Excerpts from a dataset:
==*==

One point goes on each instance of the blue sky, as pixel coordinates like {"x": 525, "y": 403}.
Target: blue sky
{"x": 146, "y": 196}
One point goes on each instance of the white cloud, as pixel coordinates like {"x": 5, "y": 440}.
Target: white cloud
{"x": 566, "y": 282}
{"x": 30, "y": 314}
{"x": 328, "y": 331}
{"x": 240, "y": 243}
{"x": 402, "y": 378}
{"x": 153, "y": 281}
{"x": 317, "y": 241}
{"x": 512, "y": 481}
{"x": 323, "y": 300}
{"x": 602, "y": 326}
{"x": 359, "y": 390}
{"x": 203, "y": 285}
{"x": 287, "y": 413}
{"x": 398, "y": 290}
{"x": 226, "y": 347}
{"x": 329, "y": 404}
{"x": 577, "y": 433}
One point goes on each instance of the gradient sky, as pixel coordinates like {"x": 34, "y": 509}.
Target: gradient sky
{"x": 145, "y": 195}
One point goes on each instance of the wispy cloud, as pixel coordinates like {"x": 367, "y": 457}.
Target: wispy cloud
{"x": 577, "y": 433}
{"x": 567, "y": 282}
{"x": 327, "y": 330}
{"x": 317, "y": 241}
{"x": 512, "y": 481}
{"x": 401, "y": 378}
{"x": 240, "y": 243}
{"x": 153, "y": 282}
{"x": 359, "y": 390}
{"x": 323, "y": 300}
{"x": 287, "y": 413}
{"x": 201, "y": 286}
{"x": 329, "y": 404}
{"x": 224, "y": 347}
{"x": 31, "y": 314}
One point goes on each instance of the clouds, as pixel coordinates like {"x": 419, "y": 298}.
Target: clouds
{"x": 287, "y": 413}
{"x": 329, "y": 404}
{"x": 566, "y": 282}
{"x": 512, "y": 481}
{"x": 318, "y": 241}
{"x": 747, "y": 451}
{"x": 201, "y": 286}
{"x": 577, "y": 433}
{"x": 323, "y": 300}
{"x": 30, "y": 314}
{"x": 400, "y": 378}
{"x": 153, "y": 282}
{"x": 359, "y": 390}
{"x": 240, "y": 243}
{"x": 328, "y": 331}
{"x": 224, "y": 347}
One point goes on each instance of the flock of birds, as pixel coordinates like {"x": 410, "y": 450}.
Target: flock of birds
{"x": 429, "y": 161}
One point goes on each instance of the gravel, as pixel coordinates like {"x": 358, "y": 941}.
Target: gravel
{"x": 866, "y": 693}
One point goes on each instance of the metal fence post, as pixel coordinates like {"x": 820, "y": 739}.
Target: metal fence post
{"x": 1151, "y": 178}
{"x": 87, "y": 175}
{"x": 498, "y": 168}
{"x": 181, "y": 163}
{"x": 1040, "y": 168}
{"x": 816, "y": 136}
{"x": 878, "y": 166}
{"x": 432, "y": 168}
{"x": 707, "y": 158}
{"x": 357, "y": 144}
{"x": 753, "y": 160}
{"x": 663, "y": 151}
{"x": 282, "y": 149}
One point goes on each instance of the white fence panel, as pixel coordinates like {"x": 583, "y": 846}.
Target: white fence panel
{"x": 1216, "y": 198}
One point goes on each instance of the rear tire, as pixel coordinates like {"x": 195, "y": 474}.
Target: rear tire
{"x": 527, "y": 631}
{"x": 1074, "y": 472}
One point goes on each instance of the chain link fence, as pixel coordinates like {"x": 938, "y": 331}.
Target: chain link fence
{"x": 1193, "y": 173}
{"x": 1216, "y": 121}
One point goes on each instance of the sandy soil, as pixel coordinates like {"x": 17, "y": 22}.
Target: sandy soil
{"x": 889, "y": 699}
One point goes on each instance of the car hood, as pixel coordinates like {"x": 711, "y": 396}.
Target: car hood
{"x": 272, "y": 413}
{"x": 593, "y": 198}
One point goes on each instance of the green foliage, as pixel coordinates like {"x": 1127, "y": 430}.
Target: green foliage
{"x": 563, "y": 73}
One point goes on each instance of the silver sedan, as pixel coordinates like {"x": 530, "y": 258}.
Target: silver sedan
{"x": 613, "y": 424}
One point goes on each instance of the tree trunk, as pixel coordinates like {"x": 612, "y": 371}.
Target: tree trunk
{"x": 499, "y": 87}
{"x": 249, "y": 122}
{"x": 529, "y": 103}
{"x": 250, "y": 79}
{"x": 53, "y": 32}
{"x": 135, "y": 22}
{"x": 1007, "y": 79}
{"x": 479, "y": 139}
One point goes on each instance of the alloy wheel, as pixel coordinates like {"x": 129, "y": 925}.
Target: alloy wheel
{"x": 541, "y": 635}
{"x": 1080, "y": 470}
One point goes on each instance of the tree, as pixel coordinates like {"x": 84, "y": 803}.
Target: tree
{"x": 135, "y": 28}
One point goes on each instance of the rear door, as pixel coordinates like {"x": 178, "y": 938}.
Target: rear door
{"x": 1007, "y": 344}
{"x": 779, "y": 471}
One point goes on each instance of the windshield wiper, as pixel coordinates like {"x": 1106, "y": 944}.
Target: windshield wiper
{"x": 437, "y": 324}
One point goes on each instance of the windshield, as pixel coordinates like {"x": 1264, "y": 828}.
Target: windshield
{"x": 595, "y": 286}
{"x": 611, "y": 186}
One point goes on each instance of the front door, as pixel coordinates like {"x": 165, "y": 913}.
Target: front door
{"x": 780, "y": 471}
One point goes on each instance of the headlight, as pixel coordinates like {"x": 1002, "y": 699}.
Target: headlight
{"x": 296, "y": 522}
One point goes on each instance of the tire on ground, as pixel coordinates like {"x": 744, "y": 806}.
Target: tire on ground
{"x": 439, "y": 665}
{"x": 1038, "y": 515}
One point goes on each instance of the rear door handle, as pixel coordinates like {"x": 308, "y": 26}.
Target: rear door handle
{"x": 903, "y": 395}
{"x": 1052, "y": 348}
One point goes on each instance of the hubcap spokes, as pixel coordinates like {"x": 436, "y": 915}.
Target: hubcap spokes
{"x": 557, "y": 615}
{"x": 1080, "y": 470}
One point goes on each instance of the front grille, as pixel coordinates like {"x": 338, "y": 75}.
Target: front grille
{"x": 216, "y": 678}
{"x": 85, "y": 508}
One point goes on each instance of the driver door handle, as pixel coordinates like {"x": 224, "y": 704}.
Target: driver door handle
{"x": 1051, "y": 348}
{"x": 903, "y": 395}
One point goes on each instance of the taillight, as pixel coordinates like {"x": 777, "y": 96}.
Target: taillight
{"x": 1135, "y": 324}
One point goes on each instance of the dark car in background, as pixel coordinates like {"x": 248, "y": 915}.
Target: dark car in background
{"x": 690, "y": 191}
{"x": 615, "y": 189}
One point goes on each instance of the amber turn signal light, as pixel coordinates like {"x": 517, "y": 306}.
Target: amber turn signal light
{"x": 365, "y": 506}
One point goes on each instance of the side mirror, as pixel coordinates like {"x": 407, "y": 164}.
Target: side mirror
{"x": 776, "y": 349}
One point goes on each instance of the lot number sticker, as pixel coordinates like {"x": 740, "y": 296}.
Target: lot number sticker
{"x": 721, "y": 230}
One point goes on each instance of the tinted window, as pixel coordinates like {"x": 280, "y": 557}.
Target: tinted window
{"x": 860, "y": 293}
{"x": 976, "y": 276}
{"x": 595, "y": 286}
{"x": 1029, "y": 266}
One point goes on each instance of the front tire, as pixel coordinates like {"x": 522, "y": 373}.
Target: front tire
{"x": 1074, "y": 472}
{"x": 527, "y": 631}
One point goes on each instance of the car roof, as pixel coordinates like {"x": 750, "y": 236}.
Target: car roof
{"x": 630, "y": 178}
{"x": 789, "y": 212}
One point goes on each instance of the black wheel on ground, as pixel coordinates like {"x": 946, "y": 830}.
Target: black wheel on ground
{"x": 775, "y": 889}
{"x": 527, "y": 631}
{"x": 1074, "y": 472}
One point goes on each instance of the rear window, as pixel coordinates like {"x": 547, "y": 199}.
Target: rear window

==*==

Task instructions: Your answer must be the lines above, unchanged, from the first one through the line that holds "One point goes on each instance of the white cloud, as", inclusive, and no others.

Problem solution:
One point goes on each instance of the blue sky, as pixel coordinates like {"x": 525, "y": 403}.
Target: blue sky
{"x": 146, "y": 196}
One point goes on each instance of the white cloud, as pixel coordinates like {"x": 5, "y": 440}.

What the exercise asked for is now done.